(Written request a)
Translate this sentence from the opinion piece on the 1BLACKMalaysia campaign into Spanish: "The answer perhaps lies in the campaign's three features: non-violence, simplicity and minimalism."

(Source text)
IF I had to find a personal reason to explain the 1BLACKMalaysia campaign, I would attribute it to the determination of Perakians to denounce things they don’t like.
And I would give the royal example of the late Sultan Idris Shah II of Perak. He vowed not to shave his moustache and beard if the Barisan Nasional (BN) did not remove Tan Sri Mohamed Ghazali Jawi as menteri besar in the late 1970s. Of course, the monarch won.
But 1BLACKMalaysia is not about royal assertiveness. It’s about civil disobedience.
Peaceful, simple, minimalist
I have been wearing black since 6 Feb 2009, when Datuk Seri Dr Zambry Abdul Kadir was unconstitutionally installed in and by the palace. Pakatan Rakyat (PR) leaders and supporters have been wearing black, but most do it on an on-and-off basis.
The idea of getting everyone to wear black on 7 May, subverting Prime Minister Datuk Seri Najib Razak’s “1Malaysia, People First, Performance Now” into “1BLACKMalaysia, Democracy First, Elections Now”, emerged only on 1 May. At that time, possible chaos during the 7 May session of the Perak legislative assembly had loomed large in many people’s minds.
So, how did a simple campaign of civil disobedience that only required its supporters to wear black drown out Najib’s million-ringgit soundbites?
The answer perhaps lies in the campaign’s three features: non-violence, simplicity and minimalism.
First, the campaign is absolutely non-violent, and a pure exercise of free speech. In no way can the state find any reference to any physical resistance or violence in the message.
So, when police personnel detained joggers and restaurant patrons wearing black, the violent party was clearly the police, not the detainees or their supporters.
Second, wearing black is such a simple act that everyone can take part. People need not disrupt their routine or put aside their responsibility to wear black. This minimises excuses for non-participation.
People may choose not to wear black if they don’t believe that a government must be produced only via elections, or that big enough numbers of people wearing black will make an impact. But they can never blame it on the cost — in other words, that wearing black is expensive and time-consuming, as if wearing other colours were cheaper and more efficient.
Third, by derivation, wearing black is a minimalist act, and the state stopping this minimalist act at all costs helps simplify the issues. It all boils down to whether we should let the state deny our freedom to participate in a harmless and symbolic act.
If only the police or their political masters were a bit smarter, they would understand that the civil disobedience campaign was a deliberate attempt to win the middle ground in conservative Malaysian society. It was inspired by the tried-and-tested strategies of Mahatma Gandhi in India and Martin Luther King, Jr in the US to persuade their conservative fellow citizens.

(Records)
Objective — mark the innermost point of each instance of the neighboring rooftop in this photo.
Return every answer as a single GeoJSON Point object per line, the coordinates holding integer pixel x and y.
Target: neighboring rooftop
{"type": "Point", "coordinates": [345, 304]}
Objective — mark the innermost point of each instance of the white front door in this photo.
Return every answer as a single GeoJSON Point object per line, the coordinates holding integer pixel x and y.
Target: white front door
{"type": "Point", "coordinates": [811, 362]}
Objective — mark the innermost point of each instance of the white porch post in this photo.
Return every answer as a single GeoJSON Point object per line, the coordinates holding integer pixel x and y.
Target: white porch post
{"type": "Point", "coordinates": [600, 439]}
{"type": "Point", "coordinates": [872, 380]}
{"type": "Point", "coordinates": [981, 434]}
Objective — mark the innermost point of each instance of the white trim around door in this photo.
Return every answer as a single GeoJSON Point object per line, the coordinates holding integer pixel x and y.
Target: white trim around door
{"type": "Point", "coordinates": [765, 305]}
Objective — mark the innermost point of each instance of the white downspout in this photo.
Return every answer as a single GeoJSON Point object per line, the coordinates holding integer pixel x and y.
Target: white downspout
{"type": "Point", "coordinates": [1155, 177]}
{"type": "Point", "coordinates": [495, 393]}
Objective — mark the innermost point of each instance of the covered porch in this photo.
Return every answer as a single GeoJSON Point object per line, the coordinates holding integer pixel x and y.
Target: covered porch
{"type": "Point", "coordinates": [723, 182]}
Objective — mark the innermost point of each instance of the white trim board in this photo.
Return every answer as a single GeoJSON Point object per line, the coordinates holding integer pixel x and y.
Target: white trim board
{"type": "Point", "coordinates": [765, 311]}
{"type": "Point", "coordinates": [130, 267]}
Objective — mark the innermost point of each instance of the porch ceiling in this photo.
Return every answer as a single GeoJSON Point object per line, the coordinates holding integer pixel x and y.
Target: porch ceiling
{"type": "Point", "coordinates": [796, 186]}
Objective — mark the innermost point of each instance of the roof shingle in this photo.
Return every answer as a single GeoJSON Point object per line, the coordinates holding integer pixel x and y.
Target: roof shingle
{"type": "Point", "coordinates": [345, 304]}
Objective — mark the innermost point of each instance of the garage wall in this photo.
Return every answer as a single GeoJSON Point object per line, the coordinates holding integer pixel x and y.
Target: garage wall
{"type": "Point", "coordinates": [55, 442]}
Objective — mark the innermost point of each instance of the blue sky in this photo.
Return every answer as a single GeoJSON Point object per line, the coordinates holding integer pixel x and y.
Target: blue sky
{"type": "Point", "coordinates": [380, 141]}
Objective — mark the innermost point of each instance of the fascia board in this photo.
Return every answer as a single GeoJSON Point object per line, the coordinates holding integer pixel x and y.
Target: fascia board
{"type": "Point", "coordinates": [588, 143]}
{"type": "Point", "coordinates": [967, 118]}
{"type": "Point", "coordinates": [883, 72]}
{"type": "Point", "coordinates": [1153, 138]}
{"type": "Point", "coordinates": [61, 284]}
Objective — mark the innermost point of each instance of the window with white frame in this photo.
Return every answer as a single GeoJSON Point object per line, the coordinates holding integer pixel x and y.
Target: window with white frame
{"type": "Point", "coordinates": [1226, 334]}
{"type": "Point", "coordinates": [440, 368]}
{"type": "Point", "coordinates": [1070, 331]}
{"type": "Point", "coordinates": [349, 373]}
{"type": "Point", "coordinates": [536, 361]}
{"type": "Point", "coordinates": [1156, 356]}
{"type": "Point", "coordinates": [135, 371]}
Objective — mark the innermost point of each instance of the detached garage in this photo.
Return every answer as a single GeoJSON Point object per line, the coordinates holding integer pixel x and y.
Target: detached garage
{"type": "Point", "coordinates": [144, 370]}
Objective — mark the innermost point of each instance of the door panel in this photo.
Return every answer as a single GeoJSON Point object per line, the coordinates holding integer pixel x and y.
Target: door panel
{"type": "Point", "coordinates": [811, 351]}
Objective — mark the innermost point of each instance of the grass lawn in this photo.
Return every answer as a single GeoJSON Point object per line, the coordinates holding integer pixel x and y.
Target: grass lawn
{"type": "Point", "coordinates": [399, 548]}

(Written request b)
Reproduce the part of the records that opens with the line containing "lawn in this photo." and closes with the final line of the records.

(Exercise output a)
La respuesta quizá esté en las tres características de la campaña: la no violencia, la sencillez y el minimalismo.

(Exercise output b)
Objective — mark the innermost point of each instance of the grass lawn in this photo.
Return every answer as a single GeoJSON Point object per line, the coordinates holding integer pixel x and y.
Target: grass lawn
{"type": "Point", "coordinates": [399, 548]}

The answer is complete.